■ TASK PROMPT: Print the data exactly as it is given, please.

··········

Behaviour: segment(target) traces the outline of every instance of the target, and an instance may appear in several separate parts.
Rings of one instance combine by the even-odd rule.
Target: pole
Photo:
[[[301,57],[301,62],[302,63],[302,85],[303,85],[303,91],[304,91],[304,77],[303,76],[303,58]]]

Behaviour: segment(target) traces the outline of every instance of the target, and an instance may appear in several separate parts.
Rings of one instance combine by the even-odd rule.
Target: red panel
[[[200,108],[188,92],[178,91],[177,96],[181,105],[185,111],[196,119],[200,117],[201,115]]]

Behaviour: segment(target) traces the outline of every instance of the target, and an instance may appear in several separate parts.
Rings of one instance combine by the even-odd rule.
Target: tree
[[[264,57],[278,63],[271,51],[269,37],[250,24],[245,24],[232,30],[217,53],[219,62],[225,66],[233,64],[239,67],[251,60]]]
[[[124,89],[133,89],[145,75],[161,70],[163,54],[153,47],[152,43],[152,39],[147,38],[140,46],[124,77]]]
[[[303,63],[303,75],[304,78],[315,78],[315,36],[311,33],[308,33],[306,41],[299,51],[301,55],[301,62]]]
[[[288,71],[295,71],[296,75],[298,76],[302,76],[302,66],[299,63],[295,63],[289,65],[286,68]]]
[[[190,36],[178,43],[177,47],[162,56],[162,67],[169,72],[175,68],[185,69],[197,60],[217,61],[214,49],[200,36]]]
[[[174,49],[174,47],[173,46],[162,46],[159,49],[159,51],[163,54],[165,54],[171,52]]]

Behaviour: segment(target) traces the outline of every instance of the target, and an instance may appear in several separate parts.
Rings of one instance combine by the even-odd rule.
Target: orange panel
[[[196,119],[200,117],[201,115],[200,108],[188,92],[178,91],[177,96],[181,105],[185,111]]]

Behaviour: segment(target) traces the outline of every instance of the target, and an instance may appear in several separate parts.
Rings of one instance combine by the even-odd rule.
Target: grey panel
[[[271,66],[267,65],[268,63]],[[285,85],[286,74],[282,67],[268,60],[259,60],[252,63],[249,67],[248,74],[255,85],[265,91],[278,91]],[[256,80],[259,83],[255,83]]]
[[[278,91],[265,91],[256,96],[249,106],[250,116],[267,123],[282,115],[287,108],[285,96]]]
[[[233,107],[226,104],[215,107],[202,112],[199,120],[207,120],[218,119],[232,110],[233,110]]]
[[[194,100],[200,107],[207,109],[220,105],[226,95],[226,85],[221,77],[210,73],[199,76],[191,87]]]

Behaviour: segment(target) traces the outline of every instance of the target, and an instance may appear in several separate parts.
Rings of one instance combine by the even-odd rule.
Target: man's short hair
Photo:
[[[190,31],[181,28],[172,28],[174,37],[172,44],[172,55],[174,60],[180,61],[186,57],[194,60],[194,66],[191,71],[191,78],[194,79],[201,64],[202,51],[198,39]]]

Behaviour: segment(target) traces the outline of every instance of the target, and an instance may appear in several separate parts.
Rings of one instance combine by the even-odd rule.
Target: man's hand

··········

■ SOLUTION TO THE EXERCISE:
Behaviour: segment(target) traces the outline of every instance of the target, and an instance may appear in several separate parts.
Rings of one instance combine by the even-odd rule.
Target: pole
Photo:
[[[301,57],[301,62],[302,63],[302,85],[303,85],[303,91],[304,91],[304,77],[303,76],[303,58]]]

Behaviour: segment(target) traces the outline of every instance of the target, and an instance may appear in several separate parts.
Rings of one instance combine by the even-odd rule.
Target: red panel
[[[200,108],[188,92],[178,91],[177,96],[181,105],[185,111],[196,119],[200,117],[201,115]]]

Behaviour: segment(target) traces the outline of every instance of the target, and an instance may appear in several separate parts.
Rings of one instance combine by the even-odd rule.
Target: tree
[[[264,57],[278,63],[271,51],[269,37],[250,24],[245,24],[232,30],[217,53],[219,62],[225,66],[233,64],[239,67],[251,60]]]
[[[124,89],[133,89],[145,75],[161,70],[163,54],[153,47],[152,43],[152,39],[147,38],[140,46],[124,77]]]
[[[303,63],[303,75],[304,78],[315,78],[315,36],[311,33],[308,33],[306,41],[299,51],[301,55],[301,62]]]
[[[288,71],[295,71],[296,75],[298,76],[302,76],[302,66],[299,63],[295,63],[289,65],[286,68]]]
[[[190,36],[178,43],[177,47],[162,56],[162,67],[169,72],[175,68],[185,69],[197,60],[217,61],[214,49],[200,36]]]
[[[174,49],[174,47],[173,46],[162,46],[159,49],[159,51],[163,54],[165,54],[171,52]]]

Behaviour: segment(target) traces the outline of every instance of the target, and an instance may appear in several separate parts.
Rings of one instance combine by the even-odd rule.
Target: orange panel
[[[196,119],[200,117],[201,115],[200,108],[188,92],[178,91],[177,96],[181,105],[185,111]]]

Behaviour: segment(target) traces the outline of every instance of the target, and an instance may appear in several separate parts.
Rings of one instance combine by the even-odd rule.
Target: grey panel
[[[271,66],[267,65],[268,63]],[[285,85],[286,74],[282,67],[268,60],[259,60],[252,63],[249,67],[248,74],[255,85],[265,91],[278,91]],[[256,80],[259,83],[255,83]]]
[[[278,91],[265,91],[256,96],[249,106],[250,116],[267,123],[282,115],[287,108],[285,96]]]
[[[233,107],[226,104],[215,107],[202,112],[199,120],[207,120],[218,119],[232,110],[233,110]]]
[[[194,100],[200,107],[207,109],[220,105],[226,95],[226,85],[221,77],[210,73],[199,76],[191,87]]]

Behaviour: segment(target) traces the outline of every instance of the target, and an instance may appear in several separate parts.
Rings of one instance combine by the even-odd rule.
Target: man's short hair
Photo:
[[[190,31],[181,28],[172,28],[174,37],[172,44],[172,55],[174,60],[180,61],[186,57],[194,60],[194,66],[191,71],[191,78],[194,79],[201,64],[202,51],[198,39]]]

Behaviour: segment(target) traces the outline of every instance of the target, and an instance may appear in several separate parts.
Rings of one instance combine by the even-odd rule.
Target: man's hand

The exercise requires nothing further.